EXCERPTED TEXT ::
═══

Share Price & Shareholder Rights - Risk 3
Potential future sales pursuant to registration rights granted by the Company and under Rule 144 may depress the market price for our shares of Class A Common Stock.
The Company has granted a number of its stockholders, including Blackstone and I Squared Capital, registration rights with respect to their shares of Class A Common Stock, including shares of Class A Common Stock issuable upon redemption of Common Units. In addition, under Rule 144 under the Securities Act, a person who has satisfied a minimum holding period of between six months and one year and any other applicable requirements of Rule 144, may thereafter sell such shares in transactions exempt from registration. A significant number of our currently issued and outstanding shares of Class A Common Stock held by existing stockholders, including officers and directors and other principal stockholders are currently eligible for resale pursuant to and in accordance with the provisions of Rule 144. The potential future sale of our shares by our existing stockholders, pursuant to and in accordance with the provisions of Rule 144, may have a depressive effect on the price of our shares of Class A Common Stock in the applicable trading marketplace.
Share Price & Shareholder Rights - Risk 4
We cannot guarantee that our stock repurchase program will enhance long-term stockholder value.
Our stock repurchase program does not have an expiration date and we are not obligated to repurchase a specified number or dollar value of shares. Further, our stock repurchase program may be accelerated, suspended, delayed or discontinued at any time. However, we do not expect to significantly increase the amount of stock repurchases until our gross debt is reduced below certain thresholds. Although the Company repurchased Class A Common Stock during 2023 and will continue to repurchase Class A Common Stock in accordance with the stock repurchase program, such program may not enhance long-term stockholder value. Furthermore, the IRA provides for the imposition of a 1% non-deductible U.S. federal excise tax (the "Stock Buyback Tax") on certain repurchases of stock by publicly traded U.S. corporations such as us after December 31, 2022. Accordingly, the Stock Buyback Tax will apply to our stock repurchase program, provided, that the amount of stock repurchases in the relevant taxable year subject to the Stock Buyback Tax is reduced by the fair market value of any stock issued by us during such taxable year, including the fair market value of any stock issued or provided to our employees or specified affiliates.
Accounting & Financial Operations4 | 12.1%
Accounting & Financial Operations - Risk 1
Changes in management's estimates and assumptions may have a material impact on the Company's Consolidated Financial Statements and financial or operational performance in any given period.
In preparing the Company's periodic reports under the Exchange Act, including its financial statements, Kinetik's management is required under applicable rules and regulations to make estimates and assumptions as of a specified date. These estimates and assumptions are based on management's best estimates and experience as of that date and are subject to substantial risk and uncertainty. Materially different results may occur as circumstances change and additional information becomes known. Areas requiring significant estimates and assumptions by management include revenue recognition, impairments to property, plant and equipment, accruals for estimated liabilities, including litigation reserves. Changes in estimates or assumptions or the information underlying the assumptions, such as changes in the Company's business plans,general market conditions, or changes in the Company's outlook on commodity prices, could affect reported amounts of assets, liabilities or expenses.
Accounting & Financial Operations - Risk 2
The Company's ability to return capital to stockholders through dividends and stock repurchases depends on its ability to generate sufficient cash flows, which it may not be able to accomplish.

═══

[Dataset rows]
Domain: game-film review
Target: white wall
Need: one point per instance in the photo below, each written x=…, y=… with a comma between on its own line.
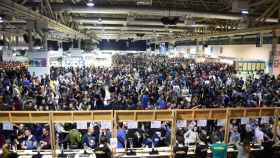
x=245, y=52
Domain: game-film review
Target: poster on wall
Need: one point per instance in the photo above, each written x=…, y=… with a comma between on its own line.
x=276, y=65
x=38, y=62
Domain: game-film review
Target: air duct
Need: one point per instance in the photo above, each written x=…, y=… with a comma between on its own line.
x=149, y=12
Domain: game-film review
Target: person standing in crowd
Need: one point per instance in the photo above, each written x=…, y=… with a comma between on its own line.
x=45, y=141
x=121, y=136
x=180, y=149
x=89, y=139
x=103, y=150
x=29, y=141
x=259, y=135
x=234, y=136
x=243, y=150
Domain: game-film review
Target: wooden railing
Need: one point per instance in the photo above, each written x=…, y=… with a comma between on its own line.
x=52, y=117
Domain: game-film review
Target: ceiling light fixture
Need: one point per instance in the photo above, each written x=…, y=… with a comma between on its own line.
x=99, y=20
x=244, y=12
x=90, y=3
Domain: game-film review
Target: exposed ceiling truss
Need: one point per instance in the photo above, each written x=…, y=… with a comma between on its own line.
x=128, y=18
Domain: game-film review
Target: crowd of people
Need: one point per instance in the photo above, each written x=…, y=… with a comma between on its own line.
x=137, y=82
x=36, y=137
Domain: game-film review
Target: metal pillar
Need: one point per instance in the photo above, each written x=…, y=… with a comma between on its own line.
x=275, y=55
x=45, y=40
x=79, y=43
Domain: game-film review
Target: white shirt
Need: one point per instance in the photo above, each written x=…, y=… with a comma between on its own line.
x=259, y=135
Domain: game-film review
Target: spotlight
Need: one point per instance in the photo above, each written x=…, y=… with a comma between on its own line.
x=90, y=3
x=99, y=20
x=244, y=12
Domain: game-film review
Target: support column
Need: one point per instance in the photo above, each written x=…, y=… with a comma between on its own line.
x=45, y=41
x=275, y=53
x=79, y=43
x=30, y=28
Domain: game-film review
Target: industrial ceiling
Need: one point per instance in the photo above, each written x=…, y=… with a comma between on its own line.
x=141, y=19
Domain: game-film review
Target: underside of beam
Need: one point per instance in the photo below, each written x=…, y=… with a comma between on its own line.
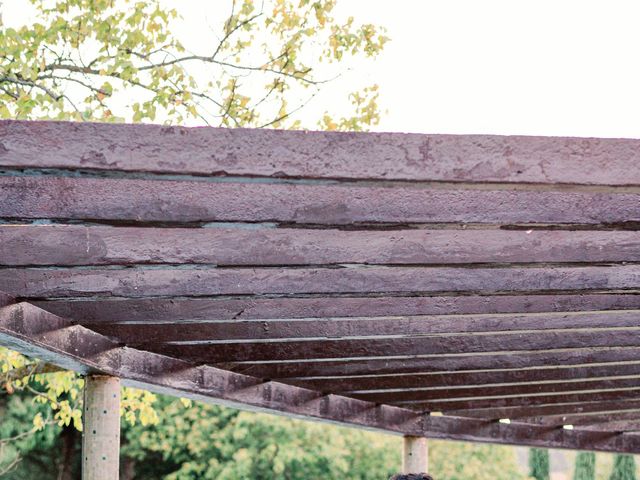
x=35, y=331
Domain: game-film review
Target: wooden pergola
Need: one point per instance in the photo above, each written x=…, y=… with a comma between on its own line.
x=472, y=287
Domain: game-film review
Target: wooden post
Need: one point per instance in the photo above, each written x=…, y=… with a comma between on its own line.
x=415, y=458
x=101, y=429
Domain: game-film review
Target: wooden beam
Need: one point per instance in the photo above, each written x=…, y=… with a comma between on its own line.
x=475, y=393
x=618, y=404
x=289, y=371
x=31, y=330
x=123, y=201
x=101, y=428
x=415, y=455
x=193, y=281
x=79, y=245
x=588, y=420
x=123, y=310
x=380, y=327
x=389, y=156
x=402, y=346
x=351, y=384
x=517, y=401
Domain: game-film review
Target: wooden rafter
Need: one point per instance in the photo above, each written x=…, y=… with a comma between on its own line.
x=365, y=279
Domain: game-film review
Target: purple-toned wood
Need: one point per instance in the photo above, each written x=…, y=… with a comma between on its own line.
x=206, y=151
x=402, y=346
x=6, y=299
x=202, y=309
x=77, y=245
x=373, y=382
x=169, y=281
x=31, y=329
x=123, y=201
x=379, y=327
x=490, y=393
x=554, y=410
x=588, y=420
x=567, y=401
x=436, y=363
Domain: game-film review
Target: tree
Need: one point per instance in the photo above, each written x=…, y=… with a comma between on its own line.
x=114, y=60
x=624, y=468
x=117, y=60
x=464, y=461
x=585, y=466
x=82, y=58
x=539, y=463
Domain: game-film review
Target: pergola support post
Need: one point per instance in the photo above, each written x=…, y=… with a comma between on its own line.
x=101, y=428
x=415, y=458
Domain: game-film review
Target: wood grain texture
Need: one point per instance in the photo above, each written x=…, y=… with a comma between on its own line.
x=77, y=245
x=436, y=363
x=524, y=392
x=122, y=310
x=401, y=346
x=127, y=200
x=350, y=384
x=141, y=282
x=378, y=327
x=211, y=151
x=31, y=329
x=617, y=405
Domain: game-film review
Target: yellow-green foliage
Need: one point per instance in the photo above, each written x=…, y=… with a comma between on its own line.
x=82, y=59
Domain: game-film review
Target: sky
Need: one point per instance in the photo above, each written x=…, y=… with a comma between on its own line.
x=509, y=67
x=565, y=68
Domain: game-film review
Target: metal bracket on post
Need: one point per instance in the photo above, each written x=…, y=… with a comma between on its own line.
x=101, y=428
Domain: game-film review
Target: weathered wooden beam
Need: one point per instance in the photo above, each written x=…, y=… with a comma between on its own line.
x=33, y=330
x=376, y=383
x=618, y=404
x=101, y=428
x=123, y=310
x=434, y=363
x=6, y=299
x=125, y=201
x=588, y=420
x=520, y=401
x=79, y=245
x=380, y=327
x=415, y=455
x=211, y=151
x=176, y=281
x=401, y=346
x=474, y=394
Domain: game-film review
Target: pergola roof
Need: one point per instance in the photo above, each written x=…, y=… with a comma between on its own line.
x=428, y=285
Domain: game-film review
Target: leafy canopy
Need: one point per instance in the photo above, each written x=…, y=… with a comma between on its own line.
x=82, y=58
x=115, y=60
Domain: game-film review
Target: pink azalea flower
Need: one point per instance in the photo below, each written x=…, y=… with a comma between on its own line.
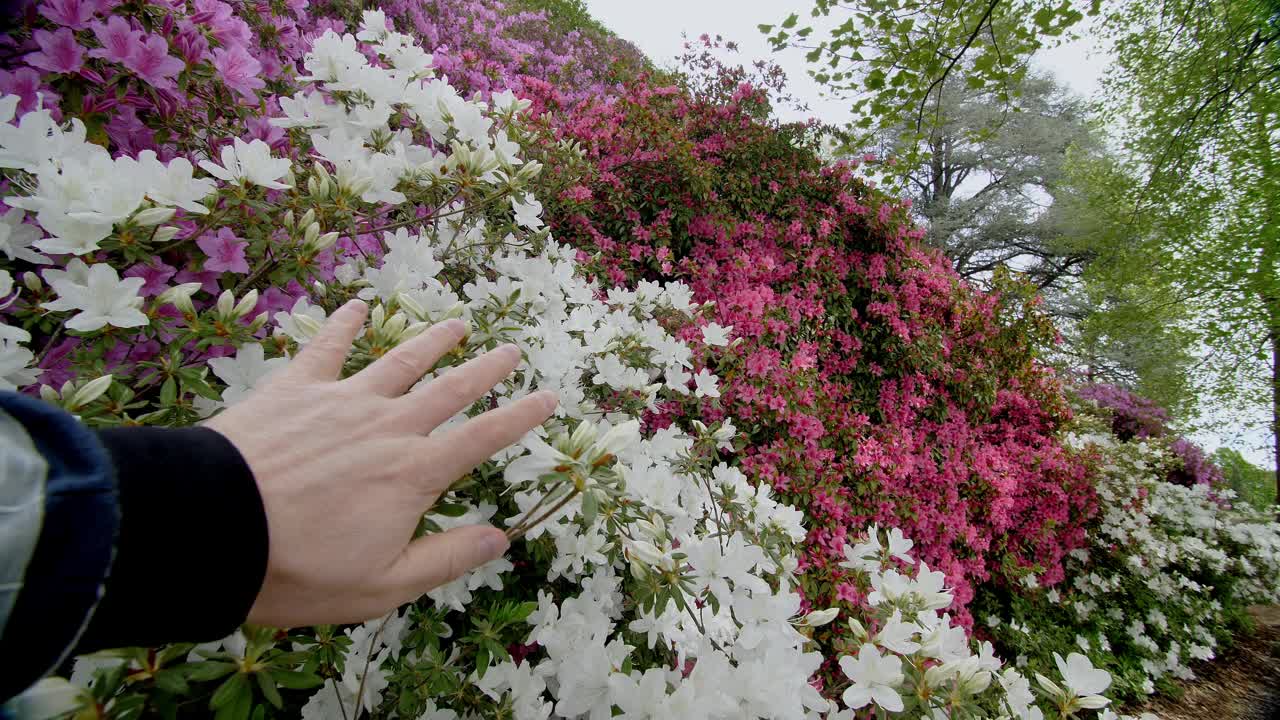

═══

STATED EXERCISE A :: Based on the risk-factor excerpt above, state whether each statement agrees with it. Answer yes or no for each, and quote the deciding words. (i) The stock repurchase program has a fixed expiration date. (ii) The Stock Buyback Tax is a 1% non-deductible U.S. federal excise tax. (iii) Blackstone is among the stockholders granted registration rights.
STATED EXERCISE B :: According to the risk-factor excerpt, what minimum holding period must a person satisfy under Rule 144 before selling shares in transactions exempt from registration?
STATED EXERCISE C :: Duplicate the part of the risk-factor excerpt that opens with the words containing "Share Price & Shareholder Rights - Risk 3" and closes with "A Common Stock.".

FINISHED ANSWER A ::
(i) No: "Our stock repurchase program does not have an expiration date"
(ii) Yes: "the imposition of a 1% non-deductible U.S. federal excise tax (the "Stock Buyback Tax")"
(iii) Yes: "including Blackstone and I Squared Capital, registration rights"

FINISHED ANSWER B :: Between six months and one year.

FINISHED ANSWER C ::
Share Price & Shareholder Rights - Risk 3
Potential future sales pursuant to registration rights granted by the Company and under Rule 144 may depress the market price for our shares of Class A Common Stock.